Output the data word for word. Begin at its first line and end at the line with "column 315, row 166".

MATERIAL SHOWN:
◇ ◇ ◇ ◇

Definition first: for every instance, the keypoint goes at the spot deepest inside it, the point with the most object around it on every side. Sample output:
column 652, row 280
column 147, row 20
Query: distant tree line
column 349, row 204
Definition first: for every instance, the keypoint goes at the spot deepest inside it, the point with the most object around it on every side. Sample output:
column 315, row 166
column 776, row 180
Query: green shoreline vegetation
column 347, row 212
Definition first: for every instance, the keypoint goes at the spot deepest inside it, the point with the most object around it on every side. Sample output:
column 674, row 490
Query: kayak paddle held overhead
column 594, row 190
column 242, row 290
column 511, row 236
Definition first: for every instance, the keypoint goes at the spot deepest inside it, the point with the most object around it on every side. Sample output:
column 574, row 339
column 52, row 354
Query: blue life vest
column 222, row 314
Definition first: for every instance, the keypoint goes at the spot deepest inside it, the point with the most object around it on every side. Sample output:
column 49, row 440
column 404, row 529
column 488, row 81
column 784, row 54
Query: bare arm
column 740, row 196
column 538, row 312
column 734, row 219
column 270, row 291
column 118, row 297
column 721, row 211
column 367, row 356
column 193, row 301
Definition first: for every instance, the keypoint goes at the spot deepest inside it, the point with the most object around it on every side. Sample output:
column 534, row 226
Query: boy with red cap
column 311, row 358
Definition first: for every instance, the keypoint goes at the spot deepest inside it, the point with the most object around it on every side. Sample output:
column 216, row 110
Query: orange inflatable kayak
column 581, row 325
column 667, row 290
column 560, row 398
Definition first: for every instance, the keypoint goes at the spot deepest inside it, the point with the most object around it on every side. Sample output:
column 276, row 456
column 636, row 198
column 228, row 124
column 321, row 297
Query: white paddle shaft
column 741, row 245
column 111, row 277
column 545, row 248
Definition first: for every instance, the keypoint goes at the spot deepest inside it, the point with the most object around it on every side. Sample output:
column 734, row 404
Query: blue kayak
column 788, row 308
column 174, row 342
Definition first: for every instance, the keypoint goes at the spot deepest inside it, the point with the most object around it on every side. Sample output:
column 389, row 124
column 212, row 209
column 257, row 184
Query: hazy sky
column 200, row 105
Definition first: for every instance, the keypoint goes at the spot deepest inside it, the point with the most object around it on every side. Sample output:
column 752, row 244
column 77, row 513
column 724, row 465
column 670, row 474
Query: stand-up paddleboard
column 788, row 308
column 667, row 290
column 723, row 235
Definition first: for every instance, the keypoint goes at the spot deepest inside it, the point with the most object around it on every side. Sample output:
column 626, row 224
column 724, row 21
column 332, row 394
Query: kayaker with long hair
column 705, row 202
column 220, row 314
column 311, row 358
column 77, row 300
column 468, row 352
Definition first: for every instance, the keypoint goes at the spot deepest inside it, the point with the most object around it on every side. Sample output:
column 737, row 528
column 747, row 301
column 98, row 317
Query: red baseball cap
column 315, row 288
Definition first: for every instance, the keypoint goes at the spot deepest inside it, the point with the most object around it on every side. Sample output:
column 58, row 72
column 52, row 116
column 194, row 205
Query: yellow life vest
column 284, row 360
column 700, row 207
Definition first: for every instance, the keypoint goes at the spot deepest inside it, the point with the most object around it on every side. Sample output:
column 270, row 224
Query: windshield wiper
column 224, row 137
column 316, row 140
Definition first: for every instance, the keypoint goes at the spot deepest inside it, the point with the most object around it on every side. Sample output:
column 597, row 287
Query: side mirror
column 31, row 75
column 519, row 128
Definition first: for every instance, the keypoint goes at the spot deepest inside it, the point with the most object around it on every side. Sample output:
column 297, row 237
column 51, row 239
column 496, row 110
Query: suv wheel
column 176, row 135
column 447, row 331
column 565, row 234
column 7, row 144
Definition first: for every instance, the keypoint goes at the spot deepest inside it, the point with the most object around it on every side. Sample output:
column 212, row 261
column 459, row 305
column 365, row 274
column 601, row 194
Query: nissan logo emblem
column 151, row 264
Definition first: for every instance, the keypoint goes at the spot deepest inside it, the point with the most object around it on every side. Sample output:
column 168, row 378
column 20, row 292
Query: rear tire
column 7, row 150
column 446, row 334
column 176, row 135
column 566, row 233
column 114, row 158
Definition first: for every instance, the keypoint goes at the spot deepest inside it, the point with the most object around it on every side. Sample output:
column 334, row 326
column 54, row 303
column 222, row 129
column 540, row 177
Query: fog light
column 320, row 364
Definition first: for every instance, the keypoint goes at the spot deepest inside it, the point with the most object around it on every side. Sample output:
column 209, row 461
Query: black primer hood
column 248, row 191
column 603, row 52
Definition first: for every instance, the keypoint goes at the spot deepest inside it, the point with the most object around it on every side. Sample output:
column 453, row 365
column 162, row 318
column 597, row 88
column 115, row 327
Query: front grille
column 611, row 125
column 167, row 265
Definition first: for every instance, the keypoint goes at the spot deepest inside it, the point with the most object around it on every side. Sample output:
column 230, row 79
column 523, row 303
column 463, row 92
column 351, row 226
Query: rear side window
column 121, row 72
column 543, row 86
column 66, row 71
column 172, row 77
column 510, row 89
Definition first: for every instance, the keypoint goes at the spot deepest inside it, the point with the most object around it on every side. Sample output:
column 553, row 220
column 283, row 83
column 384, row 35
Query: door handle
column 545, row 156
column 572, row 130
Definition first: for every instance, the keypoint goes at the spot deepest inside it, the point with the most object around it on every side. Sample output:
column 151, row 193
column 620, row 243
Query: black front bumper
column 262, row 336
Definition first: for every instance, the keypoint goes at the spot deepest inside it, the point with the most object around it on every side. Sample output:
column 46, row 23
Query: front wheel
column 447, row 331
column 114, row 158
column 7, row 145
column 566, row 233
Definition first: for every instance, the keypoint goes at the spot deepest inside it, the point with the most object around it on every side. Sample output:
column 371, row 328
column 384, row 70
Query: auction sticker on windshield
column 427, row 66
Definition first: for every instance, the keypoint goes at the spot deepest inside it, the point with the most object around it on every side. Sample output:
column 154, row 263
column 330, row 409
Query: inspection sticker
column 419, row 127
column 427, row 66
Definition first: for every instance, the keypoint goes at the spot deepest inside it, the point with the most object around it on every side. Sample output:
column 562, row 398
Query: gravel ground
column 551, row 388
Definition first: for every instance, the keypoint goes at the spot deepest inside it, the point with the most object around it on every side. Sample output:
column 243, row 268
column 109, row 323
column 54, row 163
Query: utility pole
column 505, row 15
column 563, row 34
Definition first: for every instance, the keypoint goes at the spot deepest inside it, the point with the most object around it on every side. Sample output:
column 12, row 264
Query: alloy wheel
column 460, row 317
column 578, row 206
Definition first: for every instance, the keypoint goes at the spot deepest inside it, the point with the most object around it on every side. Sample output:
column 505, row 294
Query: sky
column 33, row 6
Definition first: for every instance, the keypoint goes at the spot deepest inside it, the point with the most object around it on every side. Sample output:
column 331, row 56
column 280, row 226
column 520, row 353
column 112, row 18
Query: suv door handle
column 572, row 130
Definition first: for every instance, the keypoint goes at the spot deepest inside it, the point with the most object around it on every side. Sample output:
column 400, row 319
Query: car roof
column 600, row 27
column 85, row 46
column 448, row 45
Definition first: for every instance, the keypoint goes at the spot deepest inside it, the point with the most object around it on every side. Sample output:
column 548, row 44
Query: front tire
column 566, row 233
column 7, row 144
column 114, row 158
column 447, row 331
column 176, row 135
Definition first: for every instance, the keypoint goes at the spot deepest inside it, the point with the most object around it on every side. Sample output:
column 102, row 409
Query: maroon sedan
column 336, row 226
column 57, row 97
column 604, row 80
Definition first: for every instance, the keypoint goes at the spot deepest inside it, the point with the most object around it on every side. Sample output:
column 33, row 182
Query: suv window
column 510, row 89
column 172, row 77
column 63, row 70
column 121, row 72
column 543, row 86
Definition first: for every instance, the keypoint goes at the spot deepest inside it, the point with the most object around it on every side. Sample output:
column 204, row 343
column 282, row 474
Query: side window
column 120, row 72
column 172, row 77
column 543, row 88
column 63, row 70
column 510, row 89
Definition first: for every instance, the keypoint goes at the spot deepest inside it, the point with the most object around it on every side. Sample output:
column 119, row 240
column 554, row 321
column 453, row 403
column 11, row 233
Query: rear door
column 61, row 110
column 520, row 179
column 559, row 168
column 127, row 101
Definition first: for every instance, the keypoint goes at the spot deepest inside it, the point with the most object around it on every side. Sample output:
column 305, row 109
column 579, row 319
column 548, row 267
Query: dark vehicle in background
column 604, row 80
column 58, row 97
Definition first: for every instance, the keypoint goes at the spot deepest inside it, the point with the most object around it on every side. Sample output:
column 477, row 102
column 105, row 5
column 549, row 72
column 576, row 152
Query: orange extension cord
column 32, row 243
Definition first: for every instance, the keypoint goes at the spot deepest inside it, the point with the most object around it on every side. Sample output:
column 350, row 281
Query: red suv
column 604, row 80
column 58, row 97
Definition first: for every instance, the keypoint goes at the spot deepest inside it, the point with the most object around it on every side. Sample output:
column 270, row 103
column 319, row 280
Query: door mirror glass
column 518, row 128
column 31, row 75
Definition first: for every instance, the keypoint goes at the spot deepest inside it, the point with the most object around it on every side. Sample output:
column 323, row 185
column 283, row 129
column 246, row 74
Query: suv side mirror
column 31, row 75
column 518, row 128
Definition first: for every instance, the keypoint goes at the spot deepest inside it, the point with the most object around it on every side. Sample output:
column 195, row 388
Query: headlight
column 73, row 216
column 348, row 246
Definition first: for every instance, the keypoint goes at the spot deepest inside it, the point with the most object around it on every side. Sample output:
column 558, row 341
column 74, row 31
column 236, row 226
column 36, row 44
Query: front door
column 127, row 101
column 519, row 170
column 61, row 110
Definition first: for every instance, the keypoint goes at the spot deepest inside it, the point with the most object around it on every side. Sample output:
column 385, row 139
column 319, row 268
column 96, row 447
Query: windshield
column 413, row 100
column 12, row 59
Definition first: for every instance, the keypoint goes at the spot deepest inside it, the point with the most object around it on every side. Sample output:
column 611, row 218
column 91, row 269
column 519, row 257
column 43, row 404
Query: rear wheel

◇ ◇ ◇ ◇

RESULT FOR THIS TASK:
Definition first: for every instance, the keypoint goes at the spot deepest inside it, the point with the most object around it on every side. Sample output:
column 652, row 280
column 147, row 20
Query: distant tree line
column 349, row 204
Definition first: for every instance, the keypoint goes at the spot deepest inside it, the point with the most object around it on every side. Sample output:
column 315, row 166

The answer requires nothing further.